EXERCISE: Could you convert every one of the rows below into a JSON list of strings, with each line as its own string and any blank lines dropped?

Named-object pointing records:
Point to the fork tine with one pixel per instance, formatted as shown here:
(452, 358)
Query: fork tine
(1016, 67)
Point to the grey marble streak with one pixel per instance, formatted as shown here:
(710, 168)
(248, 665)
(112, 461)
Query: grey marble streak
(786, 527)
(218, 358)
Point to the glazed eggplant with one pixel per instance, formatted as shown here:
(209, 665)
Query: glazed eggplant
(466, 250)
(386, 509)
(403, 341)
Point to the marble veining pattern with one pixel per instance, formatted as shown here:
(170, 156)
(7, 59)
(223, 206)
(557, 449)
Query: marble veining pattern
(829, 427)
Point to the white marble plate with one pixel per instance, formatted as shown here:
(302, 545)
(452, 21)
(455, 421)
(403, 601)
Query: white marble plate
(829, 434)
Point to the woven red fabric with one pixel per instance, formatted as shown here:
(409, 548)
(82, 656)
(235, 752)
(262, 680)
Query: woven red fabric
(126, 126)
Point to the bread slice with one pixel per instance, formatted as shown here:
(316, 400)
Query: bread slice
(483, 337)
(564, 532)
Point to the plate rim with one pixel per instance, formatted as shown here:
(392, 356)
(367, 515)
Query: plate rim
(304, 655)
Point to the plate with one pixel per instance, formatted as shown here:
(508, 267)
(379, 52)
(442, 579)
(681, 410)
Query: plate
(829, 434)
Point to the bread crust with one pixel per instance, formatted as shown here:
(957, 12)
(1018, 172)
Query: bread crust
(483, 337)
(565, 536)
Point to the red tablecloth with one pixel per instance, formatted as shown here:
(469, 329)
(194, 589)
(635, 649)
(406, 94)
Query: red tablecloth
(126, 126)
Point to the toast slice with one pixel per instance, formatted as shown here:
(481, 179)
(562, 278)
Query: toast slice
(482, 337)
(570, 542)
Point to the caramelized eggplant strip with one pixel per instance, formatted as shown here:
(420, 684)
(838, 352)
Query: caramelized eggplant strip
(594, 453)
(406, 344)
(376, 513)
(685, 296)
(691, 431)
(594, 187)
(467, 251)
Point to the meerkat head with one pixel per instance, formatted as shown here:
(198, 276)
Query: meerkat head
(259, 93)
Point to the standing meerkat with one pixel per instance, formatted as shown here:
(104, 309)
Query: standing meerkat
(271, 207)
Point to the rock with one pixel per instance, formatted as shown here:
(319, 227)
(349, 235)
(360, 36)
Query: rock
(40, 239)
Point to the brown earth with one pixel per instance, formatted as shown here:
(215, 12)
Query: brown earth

COMPLETED TASK:
[
  "Point to the fork tine with one pixel per instance, formatted as shown here:",
  "(452, 358)",
  "Query: fork tine",
  "(1016, 67)",
  "Point to the grey marble streak with one pixel per instance, formatted as shown here:",
  "(710, 168)",
  "(248, 665)",
  "(112, 461)",
  "Query: grey marble streak",
  "(786, 527)",
  "(218, 358)",
  "Point to the glazed eggplant with one pixel per instance, formatted as shown here:",
  "(209, 665)",
  "Query: glazed eggplant",
  "(466, 250)",
  "(386, 509)",
  "(403, 341)",
  "Point to the marble veining pattern with one pixel per instance, formatted as shown here:",
  "(170, 156)",
  "(7, 59)",
  "(223, 206)",
  "(557, 449)",
  "Query: marble veining pattern",
  "(829, 427)",
  "Point to the white marble plate with one pixel per instance, formatted as shown here:",
  "(302, 545)",
  "(452, 21)",
  "(455, 421)",
  "(403, 601)",
  "Query: white marble plate",
  "(829, 434)",
  "Point to the woven red fabric with one pixel per instance, formatted as shown here:",
  "(409, 548)",
  "(82, 656)",
  "(235, 752)",
  "(262, 680)",
  "Query: woven red fabric",
  "(126, 126)",
  "Point to the bread slice with one pixel per instance, formatted as shown here:",
  "(316, 400)",
  "Query: bread slice",
  "(483, 337)",
  "(564, 532)",
  "Point to the plate rim with one pixel per instance, formatted as shown here:",
  "(392, 356)",
  "(367, 515)",
  "Query: plate rim",
  "(304, 655)",
  "Point to the plate with one pixel per instance, formatted as shown here:",
  "(508, 267)",
  "(379, 52)",
  "(442, 579)",
  "(681, 410)",
  "Query: plate",
  "(829, 434)",
  "Point to the bread crust with one pixel per instance, formatted as shown here:",
  "(957, 12)",
  "(1018, 172)",
  "Query: bread crust",
  "(483, 337)",
  "(565, 536)",
  "Point to the red tablecloth with one pixel per instance, formatted as shown here:",
  "(469, 329)",
  "(194, 589)",
  "(635, 649)",
  "(406, 94)",
  "Query: red tablecloth",
  "(126, 126)",
  "Point to the toast slice with one pixel per instance, formatted as shown here:",
  "(481, 179)",
  "(562, 278)",
  "Query: toast slice",
  "(482, 337)",
  "(570, 542)",
  "Point to the caramelized eggplant strip with one pixel per instance, formatted as shown here:",
  "(420, 684)",
  "(838, 352)",
  "Query: caramelized eggplant strip",
  "(594, 453)",
  "(406, 344)",
  "(376, 513)",
  "(685, 296)",
  "(691, 431)",
  "(594, 187)",
  "(467, 251)",
  "Point to the meerkat head with one pixel per instance, formatted as shown here:",
  "(198, 276)",
  "Query: meerkat head",
  "(259, 93)",
  "Point to the standing meerkat with one pixel per instance, formatted as shown here:",
  "(104, 309)",
  "Query: standing meerkat",
  "(271, 207)",
  "Point to the rock with one pixel per instance, formatted as shown here:",
  "(319, 227)",
  "(349, 235)",
  "(360, 36)",
  "Query: rock",
  "(40, 239)",
  "Point to the brown earth with one pixel per instance, formatted as shown here:",
  "(215, 12)",
  "Query: brown earth"
]